◆ **Alıntı Metin**
════
Emsal Mahkeme Kararı İstanbul Bölge Adliye Mahkemesi 12. Hukuk Dairesi 2018/1101 E. 2020/310 K. 12.03.2020 T.

Görüntülediğiniz mahkeme kararı kesinleşmiş bir karardır.

T.C.
İSTANBUL
BÖLGE ADLİYE MAHKEMESİ
12. HUKUK DAİRESİ
DOSYA NO: 2018/1101
KARAR NO: 2020/310
T Ü R K M İ L L E T İ A D I N A
İ S T İ N A F K A R A R I
İNCELENEN KARARIN
MAHKEMESİ: BAKIRKÖY 1. ASLİYE TİCARET MAHKEMESİ
TARİHİ: 22/12/2017
NUMARASI: 2017/450 Esas 2017/901 Karar
DAVA: Menfi Tespit (Kıymetli Evraktan Kaynaklanan)
İSTİNAF KARAR TARİHİ: 12/03/2020
Davanın reddine ilişkin hükmün davacı vekilince istinaf edilmesi üzerine düzenlenen rapor ve dosya kapsamı incelenip gereği görüşülüp düşünüldü;
DAVA: Davacı vekili dava dilekçesinde; söz konusu gayrimenkul sözleşmesinin müvekkilince feshi nedeniyle bedelsiz kalan dava konusu bonoların, temel ilişkinin hükümsüzlüğü nedeniyle icra edilemeyeceğinin tespitiyle birlikte, haksız olarak başlatılan Büyükçekmece … İcra Müdürlüğü’nün … Esasıyla başlatılan takipte davacının borçlu olmadığının tespitine ve bu nedenle de müvekkil lehine takip konusu alacağın %20’inden aşağı olmamak üzere kötü niyet tazminatına hükmedilmesine karar verilmesini, talep ve dava etmiştir.
CEVAP :Davalı vekili cevap dilekçesinde; davacı ile dava dışı …. Ltd. Şti. arasında yapılan sözleşmenin müvekkilini bağlamadığını, müvekkilinin yaptığı işin karşılığı olarak iş bu senetleri aldığından kötü niyetinden bahsedilemeyeceğini, davacının beyanlarına göre bu davanın taraflarının davacı ile … Ltd. Şti olduğuna göre takipte alacaklı olan müvekkillerinin bu davanın tarafı olmadığının aşikar olduğunu, davacının icra takibine konu alacağın %20’sinden aşağı olmamak üzere tazminata mahkum edilmesini talep etmiştir.
════
◆ **Alıştırma Yönergesi**
Lütfen mahkeme kararına göre davalı vekilinin, müvekkilinin kötü niyetinden neden söz edilemeyeceğini ileri sürdüğünü bir ila üç cümleyle açıklayın. Bu çalışmada malzemeye ihtiyaç yoktur.

[Ana Hat Kayıtları]
════
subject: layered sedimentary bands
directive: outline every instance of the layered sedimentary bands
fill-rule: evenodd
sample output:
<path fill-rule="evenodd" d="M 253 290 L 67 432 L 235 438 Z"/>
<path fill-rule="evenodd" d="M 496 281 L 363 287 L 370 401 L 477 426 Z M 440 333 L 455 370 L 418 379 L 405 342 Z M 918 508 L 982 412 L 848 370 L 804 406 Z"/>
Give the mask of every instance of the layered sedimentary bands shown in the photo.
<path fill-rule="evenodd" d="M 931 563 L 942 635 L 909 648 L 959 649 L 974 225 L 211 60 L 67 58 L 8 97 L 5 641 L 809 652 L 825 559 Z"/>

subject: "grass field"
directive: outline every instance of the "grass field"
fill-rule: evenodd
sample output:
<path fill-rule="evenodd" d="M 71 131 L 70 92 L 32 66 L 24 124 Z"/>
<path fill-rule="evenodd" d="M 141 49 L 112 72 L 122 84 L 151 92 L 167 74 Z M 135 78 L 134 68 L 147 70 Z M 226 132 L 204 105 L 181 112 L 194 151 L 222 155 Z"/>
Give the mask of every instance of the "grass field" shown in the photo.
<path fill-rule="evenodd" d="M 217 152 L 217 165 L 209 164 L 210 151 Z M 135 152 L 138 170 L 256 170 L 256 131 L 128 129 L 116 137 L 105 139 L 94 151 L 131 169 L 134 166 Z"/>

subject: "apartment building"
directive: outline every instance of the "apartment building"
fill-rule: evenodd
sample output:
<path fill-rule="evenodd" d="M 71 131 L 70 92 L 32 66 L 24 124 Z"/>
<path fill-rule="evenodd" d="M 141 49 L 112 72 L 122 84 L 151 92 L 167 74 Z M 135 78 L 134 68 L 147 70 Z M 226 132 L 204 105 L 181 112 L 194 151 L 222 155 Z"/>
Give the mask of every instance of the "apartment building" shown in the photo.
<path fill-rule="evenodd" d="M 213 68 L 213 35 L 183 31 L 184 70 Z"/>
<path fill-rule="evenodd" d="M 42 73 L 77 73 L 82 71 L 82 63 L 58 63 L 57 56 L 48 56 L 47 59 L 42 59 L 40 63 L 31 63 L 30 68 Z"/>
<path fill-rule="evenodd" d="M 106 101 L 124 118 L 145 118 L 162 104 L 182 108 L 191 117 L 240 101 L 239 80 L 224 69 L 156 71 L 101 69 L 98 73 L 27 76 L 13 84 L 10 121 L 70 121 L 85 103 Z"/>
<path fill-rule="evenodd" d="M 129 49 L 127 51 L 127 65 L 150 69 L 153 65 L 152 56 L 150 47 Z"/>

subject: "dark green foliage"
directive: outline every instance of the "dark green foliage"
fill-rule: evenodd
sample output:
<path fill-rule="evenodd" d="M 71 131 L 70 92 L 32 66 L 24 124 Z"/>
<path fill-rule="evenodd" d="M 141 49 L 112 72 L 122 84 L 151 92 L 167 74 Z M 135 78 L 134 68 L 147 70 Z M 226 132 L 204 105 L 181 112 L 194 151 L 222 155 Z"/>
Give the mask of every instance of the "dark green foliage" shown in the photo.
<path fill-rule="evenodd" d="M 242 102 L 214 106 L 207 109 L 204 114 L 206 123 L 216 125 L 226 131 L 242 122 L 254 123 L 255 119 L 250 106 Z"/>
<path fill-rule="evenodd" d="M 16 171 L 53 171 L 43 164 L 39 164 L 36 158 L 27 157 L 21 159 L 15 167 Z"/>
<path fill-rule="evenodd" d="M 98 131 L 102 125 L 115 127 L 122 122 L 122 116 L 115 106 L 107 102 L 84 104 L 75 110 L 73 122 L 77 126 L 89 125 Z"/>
════
◆ **Görev Yanıtı**
Davalı vekiline göre müvekkili bu senetleri yaptığı işin karşılığı olarak almıştır. Bu nedenle müvekkilinin kötü niyetinden bahsedilemeyeceğini savunmaktadır.